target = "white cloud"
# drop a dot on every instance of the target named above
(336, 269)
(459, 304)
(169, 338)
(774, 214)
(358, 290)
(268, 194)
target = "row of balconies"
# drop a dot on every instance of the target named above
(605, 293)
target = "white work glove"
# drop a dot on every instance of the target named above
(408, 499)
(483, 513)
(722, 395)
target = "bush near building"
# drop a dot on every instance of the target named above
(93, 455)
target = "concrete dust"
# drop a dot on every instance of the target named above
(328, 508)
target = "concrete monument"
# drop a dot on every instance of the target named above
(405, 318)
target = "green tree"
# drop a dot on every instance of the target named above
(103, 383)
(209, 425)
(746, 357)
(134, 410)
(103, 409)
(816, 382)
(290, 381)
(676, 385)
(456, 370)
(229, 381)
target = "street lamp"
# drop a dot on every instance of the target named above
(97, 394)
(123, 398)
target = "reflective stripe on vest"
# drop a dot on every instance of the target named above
* * *
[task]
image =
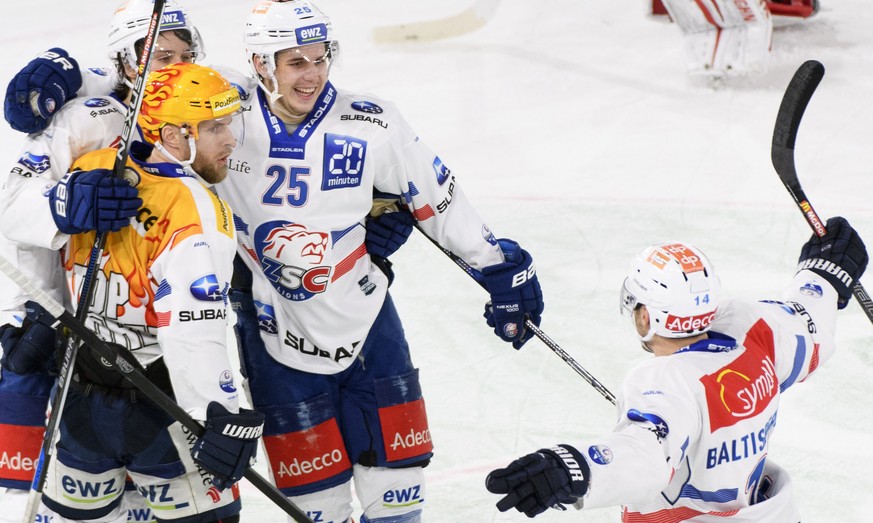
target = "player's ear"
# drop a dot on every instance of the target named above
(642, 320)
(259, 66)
...
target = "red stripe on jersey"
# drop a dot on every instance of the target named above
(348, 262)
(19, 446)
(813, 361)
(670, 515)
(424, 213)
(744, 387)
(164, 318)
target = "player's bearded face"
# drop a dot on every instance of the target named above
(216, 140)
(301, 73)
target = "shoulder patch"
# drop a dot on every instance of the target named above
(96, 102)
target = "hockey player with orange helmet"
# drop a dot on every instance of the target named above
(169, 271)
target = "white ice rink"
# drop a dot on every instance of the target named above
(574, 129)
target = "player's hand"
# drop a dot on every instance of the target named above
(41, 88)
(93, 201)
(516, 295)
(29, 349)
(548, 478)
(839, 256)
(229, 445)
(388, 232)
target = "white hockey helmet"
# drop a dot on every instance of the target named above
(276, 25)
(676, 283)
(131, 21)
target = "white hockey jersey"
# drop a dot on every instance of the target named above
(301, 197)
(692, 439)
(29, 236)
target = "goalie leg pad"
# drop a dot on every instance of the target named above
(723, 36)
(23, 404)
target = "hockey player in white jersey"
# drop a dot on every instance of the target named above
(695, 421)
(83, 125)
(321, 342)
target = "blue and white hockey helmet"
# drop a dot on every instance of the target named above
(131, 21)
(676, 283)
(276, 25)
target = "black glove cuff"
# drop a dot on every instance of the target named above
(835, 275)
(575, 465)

### Exercise details
How many lines in the rows above contain the word "helmet"? Tally them and reply with only the number.

### Result of the task
3